# Exercise input:
------------------------------

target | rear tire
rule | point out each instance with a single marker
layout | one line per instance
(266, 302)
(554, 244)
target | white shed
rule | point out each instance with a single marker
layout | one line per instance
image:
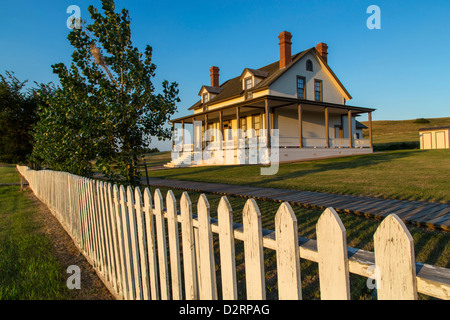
(435, 137)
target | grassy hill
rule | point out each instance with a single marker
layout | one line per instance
(402, 134)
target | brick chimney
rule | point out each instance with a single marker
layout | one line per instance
(214, 76)
(285, 48)
(323, 50)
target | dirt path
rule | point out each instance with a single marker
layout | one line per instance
(92, 288)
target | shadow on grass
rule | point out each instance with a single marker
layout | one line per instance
(286, 170)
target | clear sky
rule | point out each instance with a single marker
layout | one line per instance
(402, 70)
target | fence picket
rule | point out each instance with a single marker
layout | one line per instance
(333, 257)
(131, 293)
(227, 250)
(124, 239)
(137, 279)
(116, 268)
(189, 259)
(162, 246)
(107, 231)
(288, 258)
(151, 245)
(140, 219)
(395, 259)
(174, 247)
(253, 251)
(121, 239)
(101, 228)
(208, 288)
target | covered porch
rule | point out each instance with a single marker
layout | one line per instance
(305, 129)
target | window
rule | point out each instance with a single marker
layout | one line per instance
(301, 87)
(248, 83)
(318, 90)
(243, 124)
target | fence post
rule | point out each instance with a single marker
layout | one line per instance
(288, 258)
(127, 244)
(137, 279)
(189, 258)
(121, 239)
(151, 247)
(227, 250)
(333, 257)
(253, 252)
(208, 288)
(174, 246)
(395, 259)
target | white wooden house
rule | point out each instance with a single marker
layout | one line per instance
(299, 95)
(435, 137)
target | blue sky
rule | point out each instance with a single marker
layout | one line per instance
(402, 70)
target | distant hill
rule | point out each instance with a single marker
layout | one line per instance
(400, 134)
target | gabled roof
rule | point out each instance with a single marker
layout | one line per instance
(233, 88)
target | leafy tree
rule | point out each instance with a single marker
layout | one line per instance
(106, 108)
(18, 112)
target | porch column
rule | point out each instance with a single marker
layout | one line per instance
(182, 133)
(300, 129)
(327, 132)
(221, 122)
(350, 134)
(193, 134)
(206, 129)
(370, 129)
(238, 121)
(267, 122)
(173, 135)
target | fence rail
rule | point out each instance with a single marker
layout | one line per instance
(145, 249)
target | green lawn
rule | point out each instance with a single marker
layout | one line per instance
(431, 246)
(8, 174)
(28, 270)
(403, 174)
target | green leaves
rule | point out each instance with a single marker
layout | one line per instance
(106, 107)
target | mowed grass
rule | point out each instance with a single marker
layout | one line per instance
(400, 131)
(422, 175)
(28, 270)
(431, 247)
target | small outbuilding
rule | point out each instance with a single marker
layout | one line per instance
(435, 137)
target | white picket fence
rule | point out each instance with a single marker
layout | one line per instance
(133, 242)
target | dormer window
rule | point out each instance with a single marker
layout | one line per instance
(248, 83)
(309, 66)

------------------------------

# Written problem:
Rename "marker" to "dot" in the items, starting with the line that contains "target | gabled roof" and going on through the end of the items, and give back only those lines with nothing else changed.

# Result for this task:
target | gabled roof
rule | point out each instance with a single dot
layout | one line per instance
(233, 88)
target | leafy tree
rule | point out each instance with a single dot
layout | one line per instance
(106, 108)
(18, 112)
target | porch column
rule | point out each instance with a single dot
layout | one line per instance
(182, 133)
(300, 129)
(327, 132)
(221, 122)
(350, 134)
(193, 134)
(206, 129)
(370, 129)
(238, 121)
(267, 122)
(173, 135)
target | fence rail
rule | point out each instance with a single dot
layout | one line per instance
(145, 249)
target | green lawn
rule | point out each instance with a single dot
layout | one line per instance
(431, 246)
(8, 174)
(28, 270)
(403, 174)
target | green leaves
rule | point out each instance with a single dot
layout | one line per instance
(106, 107)
target | mowed grass
rule | point out each instance with a single dot
layout | one line per instance
(400, 131)
(422, 175)
(28, 270)
(431, 247)
target | small outbuilding
rule | point out each instance with a single dot
layout | one line per instance
(435, 137)
target | white picket fence
rule | point out each instance with a single dot
layout | one line per instance
(133, 242)
target | dormer window
rule | point out each instance with a single dot
layout | one line per instance
(248, 83)
(309, 66)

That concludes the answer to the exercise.